Exercise goal
I'd like the entries reproduced exactly, with the images omitted.

Data provided
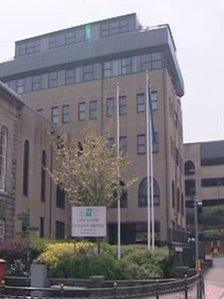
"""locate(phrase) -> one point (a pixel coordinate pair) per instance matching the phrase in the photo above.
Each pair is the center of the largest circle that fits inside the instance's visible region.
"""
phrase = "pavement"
(214, 280)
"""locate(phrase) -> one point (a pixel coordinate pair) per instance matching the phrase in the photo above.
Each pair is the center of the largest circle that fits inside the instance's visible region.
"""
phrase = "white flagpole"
(118, 191)
(152, 176)
(147, 160)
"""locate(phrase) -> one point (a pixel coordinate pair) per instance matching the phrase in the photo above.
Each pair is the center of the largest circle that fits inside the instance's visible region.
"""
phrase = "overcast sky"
(198, 30)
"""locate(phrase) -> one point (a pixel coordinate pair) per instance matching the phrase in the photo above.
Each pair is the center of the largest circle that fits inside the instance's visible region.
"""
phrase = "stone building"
(70, 78)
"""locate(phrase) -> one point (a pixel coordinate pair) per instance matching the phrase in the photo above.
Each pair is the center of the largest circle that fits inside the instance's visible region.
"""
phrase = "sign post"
(89, 221)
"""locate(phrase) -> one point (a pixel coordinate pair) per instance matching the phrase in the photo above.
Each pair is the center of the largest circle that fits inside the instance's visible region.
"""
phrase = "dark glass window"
(141, 102)
(93, 109)
(107, 69)
(142, 193)
(20, 86)
(190, 187)
(110, 106)
(70, 76)
(146, 62)
(59, 230)
(141, 144)
(123, 144)
(189, 168)
(122, 105)
(36, 83)
(88, 72)
(60, 198)
(55, 115)
(41, 227)
(43, 176)
(182, 204)
(82, 111)
(53, 79)
(178, 200)
(26, 167)
(154, 101)
(65, 114)
(123, 197)
(3, 157)
(126, 66)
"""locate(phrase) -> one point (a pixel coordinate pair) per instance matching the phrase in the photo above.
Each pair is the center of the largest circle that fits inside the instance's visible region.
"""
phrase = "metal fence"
(187, 288)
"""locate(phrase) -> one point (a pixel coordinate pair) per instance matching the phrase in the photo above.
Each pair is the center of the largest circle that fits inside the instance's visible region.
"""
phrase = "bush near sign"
(89, 221)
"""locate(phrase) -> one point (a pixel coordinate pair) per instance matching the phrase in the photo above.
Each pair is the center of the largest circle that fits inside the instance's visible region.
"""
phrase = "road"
(214, 280)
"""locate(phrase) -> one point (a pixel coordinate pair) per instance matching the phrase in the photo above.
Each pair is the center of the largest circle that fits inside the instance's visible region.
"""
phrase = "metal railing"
(188, 287)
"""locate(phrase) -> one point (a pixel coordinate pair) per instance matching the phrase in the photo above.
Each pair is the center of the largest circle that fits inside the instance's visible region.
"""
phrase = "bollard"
(185, 286)
(115, 290)
(62, 290)
(157, 289)
(2, 289)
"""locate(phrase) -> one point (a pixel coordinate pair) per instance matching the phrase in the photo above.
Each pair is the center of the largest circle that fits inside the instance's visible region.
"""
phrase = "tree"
(88, 171)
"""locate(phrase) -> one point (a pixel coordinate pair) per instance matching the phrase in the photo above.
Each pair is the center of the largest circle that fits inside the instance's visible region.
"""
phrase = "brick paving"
(214, 280)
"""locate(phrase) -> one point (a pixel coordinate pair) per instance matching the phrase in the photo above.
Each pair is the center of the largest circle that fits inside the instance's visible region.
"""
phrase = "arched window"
(142, 193)
(26, 167)
(189, 168)
(173, 195)
(3, 156)
(43, 176)
(123, 197)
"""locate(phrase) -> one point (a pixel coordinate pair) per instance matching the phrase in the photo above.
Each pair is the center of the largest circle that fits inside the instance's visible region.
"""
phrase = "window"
(53, 79)
(154, 101)
(123, 144)
(36, 83)
(107, 69)
(82, 111)
(126, 66)
(212, 182)
(155, 142)
(70, 76)
(60, 198)
(146, 62)
(3, 157)
(20, 86)
(88, 72)
(2, 228)
(43, 176)
(65, 114)
(41, 227)
(55, 115)
(189, 168)
(110, 107)
(173, 195)
(123, 197)
(60, 230)
(142, 193)
(141, 146)
(190, 187)
(93, 109)
(26, 168)
(140, 102)
(122, 105)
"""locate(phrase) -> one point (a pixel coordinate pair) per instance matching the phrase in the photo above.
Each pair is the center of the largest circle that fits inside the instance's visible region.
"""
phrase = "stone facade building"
(70, 78)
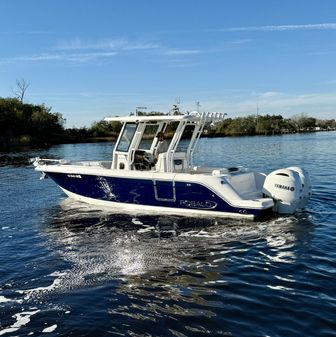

Answer
"""locate(phrase) -> one point (a pixel coordinate pair) per instance matching the phrase in the photo above.
Each pair is the center of the largest circle that fits inside the instance's visible region.
"""
phrase = "pavement"
(214, 280)
"""locate(phrase) -> one point (a pixel coordinate pair) per instance matching the phrase in the photo above.
Each pair is the center of the largest circle that fits inside the instance's visible region.
"""
phrase = "white flagpole"
(118, 191)
(152, 176)
(147, 160)
"""locate(phrase) -> one point (a pixel coordinate pair) per instance matching the phrase in the photo above.
Each pair is the center of the largest circle that fits inside the instance's visible region.
"""
phrase = "overcast sky"
(198, 30)
"""locate(phrase) -> one point (a pixel coordinate pair) per instance matching the phrase in the photo above.
Each pair is the center of the largest circle that fits inside the instance's visible region.
"""
phrase = "stone building"
(70, 78)
"""locate(phrase) -> one point (a pixel coordinate pair) per instance matching the phrase in the photo above.
Each pair is the center of the largest circle that fits inside the instance's visible region.
"""
phrase = "sign post"
(89, 221)
"""locate(phrase) -> one point (a pixel coordinate pair) per instance matching the phrase in the photo above.
Each pair is the center of the largest circle that fits inside the instance's visible region.
"""
phrase = "dark glass window"
(141, 102)
(93, 109)
(107, 69)
(142, 193)
(20, 86)
(190, 187)
(110, 106)
(70, 76)
(146, 62)
(59, 230)
(141, 144)
(123, 144)
(189, 168)
(122, 105)
(36, 83)
(88, 72)
(60, 198)
(55, 115)
(41, 227)
(43, 176)
(182, 204)
(82, 111)
(53, 79)
(178, 200)
(26, 167)
(154, 101)
(65, 114)
(123, 197)
(3, 157)
(126, 66)
"""locate(phrase) -> one point (a pixel coordinate pair) per instance matching the phrase in the photo above.
Each pair is the center of the largest circle that fits inside the instance's visible region.
"""
phrase = "metal fence"
(187, 288)
"""locate(phrase) -> one point (a pixel coordinate pair) per instance matching the phrase in the photo above.
Each pair is the center of the largest circle that fits inside the instance's visible region.
"""
phrase = "bush near sign"
(89, 221)
"""locate(phrase) -> one point (a pixel coordinate pair) per instance matching the phrase in the photo above.
Each pair is the center of the largest circle that fits inside the instance's visible region.
"""
phrase = "road"
(214, 280)
"""locate(phrase) -> one point (a pixel coordinate pair) per instance matching the phrase in the photo above.
Each pair is the center of the largest circle that fits inside the instance's visible region.
"""
phrase = "metal railing"
(188, 287)
"""locate(phrase) -> one point (a pixel coordinate pair) per instance matching the phrase in the photo above.
Each pair is the center of the largest circle that fits inside the instance's visible region.
"""
phrase = "bollard"
(185, 286)
(115, 290)
(62, 290)
(157, 289)
(2, 289)
"""locate(phrase) -> one point (a pixel coordinate pair) per instance matching the phrase in the photo above.
Each pair is the center of the largest circle that fits inside the instance's visible region.
"""
phrase = "tree"
(88, 171)
"""locate(phrase) -> one point (a pixel coordinate pair) per instance matching the phrase in the photo above.
Each pair is the center of the largest circle that fits inside the instance's visible region.
"""
phrase = "brick paving"
(214, 280)
"""locate(phrase) -> one point (a pixel coordinate pair) per instance matching the phrase in the photo above.
Each pair is the center of the largest circle that fits inside the instance's visible region.
"""
phrase = "arched window"
(142, 193)
(26, 167)
(189, 168)
(173, 195)
(3, 156)
(43, 176)
(123, 197)
"""locate(phrase) -> one point (a pixel coordinate pair) per instance matching the phrase in the photo above.
Each pair is the center of the largest circle that fits inside the instance's visible region.
"""
phrase = "window"
(53, 79)
(154, 101)
(123, 144)
(36, 83)
(107, 69)
(82, 111)
(126, 66)
(212, 182)
(155, 142)
(70, 76)
(60, 198)
(146, 62)
(3, 157)
(20, 86)
(88, 72)
(2, 228)
(43, 176)
(65, 114)
(41, 227)
(55, 115)
(189, 168)
(110, 107)
(173, 195)
(123, 197)
(60, 230)
(142, 193)
(141, 146)
(190, 187)
(93, 109)
(26, 168)
(140, 102)
(122, 105)
"""locate(phrase) -> one point (a pixel coordinate pair) per instance matching the phrase in the photo above.
Each pair is the center of the largest circle that fits inside the instance's visible region.
"""
phrase = "stone facade building"
(70, 78)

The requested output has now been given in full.